*Passage shown*:
* START *
The work of Das and Chen (2007) provides the highest in-degree (12) in cluster 5 and a betweenness centrality of 1133. The authors developed a methodology for extracting small investor sentiment from stock message boards. The content analysis of cluster 5 shows: BD, customer, social, marketing, and ML are the most used words of the keywords of cluster 5. In general, cluster 5 deals with articles about user-generated content and text mining systems that are used to gain additional information from the data. The analysis of user- or customer- generated data via reviews and the fast reaction of the enterprises play a vital role in this research stream. We identified several articles in all marketing clusters that focus on that topic and on response modelling (Kim et al. 2008). Furthermore, new technologies and opportunities like VR and AR enable new dimensions of online product presentation (Yim et al. 2017).
* END *
*Set problem*:
Please answer from the passage on cluster 5: what did Das and Chen (2007) develop a methodology for?

*Information given*:
* START *
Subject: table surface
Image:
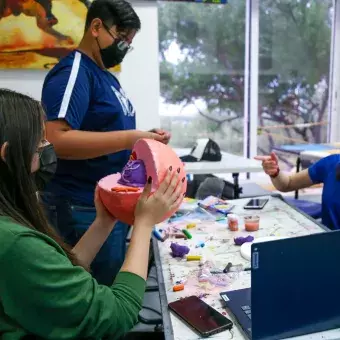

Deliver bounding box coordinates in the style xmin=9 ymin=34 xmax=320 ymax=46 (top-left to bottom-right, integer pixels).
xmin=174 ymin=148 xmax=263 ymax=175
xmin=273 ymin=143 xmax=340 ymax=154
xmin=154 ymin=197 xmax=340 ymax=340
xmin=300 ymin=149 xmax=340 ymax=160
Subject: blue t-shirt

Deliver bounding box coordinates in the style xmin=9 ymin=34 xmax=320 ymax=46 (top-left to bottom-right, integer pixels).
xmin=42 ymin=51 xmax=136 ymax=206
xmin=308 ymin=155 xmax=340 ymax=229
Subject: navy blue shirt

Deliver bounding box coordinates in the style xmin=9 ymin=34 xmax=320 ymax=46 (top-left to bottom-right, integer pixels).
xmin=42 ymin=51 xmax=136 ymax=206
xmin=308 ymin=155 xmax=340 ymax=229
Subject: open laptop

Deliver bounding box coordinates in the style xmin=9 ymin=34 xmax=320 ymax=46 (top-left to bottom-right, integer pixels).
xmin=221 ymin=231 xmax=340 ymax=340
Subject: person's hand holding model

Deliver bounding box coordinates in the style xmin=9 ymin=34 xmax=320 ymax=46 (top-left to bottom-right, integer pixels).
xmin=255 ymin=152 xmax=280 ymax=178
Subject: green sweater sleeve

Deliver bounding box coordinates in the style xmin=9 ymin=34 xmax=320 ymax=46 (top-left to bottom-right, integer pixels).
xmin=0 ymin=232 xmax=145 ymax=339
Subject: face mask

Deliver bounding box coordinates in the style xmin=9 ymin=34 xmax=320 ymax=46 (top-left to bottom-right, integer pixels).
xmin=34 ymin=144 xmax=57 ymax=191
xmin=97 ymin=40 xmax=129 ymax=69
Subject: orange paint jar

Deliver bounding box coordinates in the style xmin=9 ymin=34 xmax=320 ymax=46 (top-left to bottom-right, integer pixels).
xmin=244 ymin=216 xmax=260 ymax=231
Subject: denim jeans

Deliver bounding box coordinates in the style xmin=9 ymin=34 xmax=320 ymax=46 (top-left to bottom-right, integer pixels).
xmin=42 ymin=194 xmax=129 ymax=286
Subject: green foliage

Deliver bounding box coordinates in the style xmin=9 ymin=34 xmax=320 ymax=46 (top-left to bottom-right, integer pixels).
* END *
*The completed task*:
Extracting small investor sentiment from stock message boards.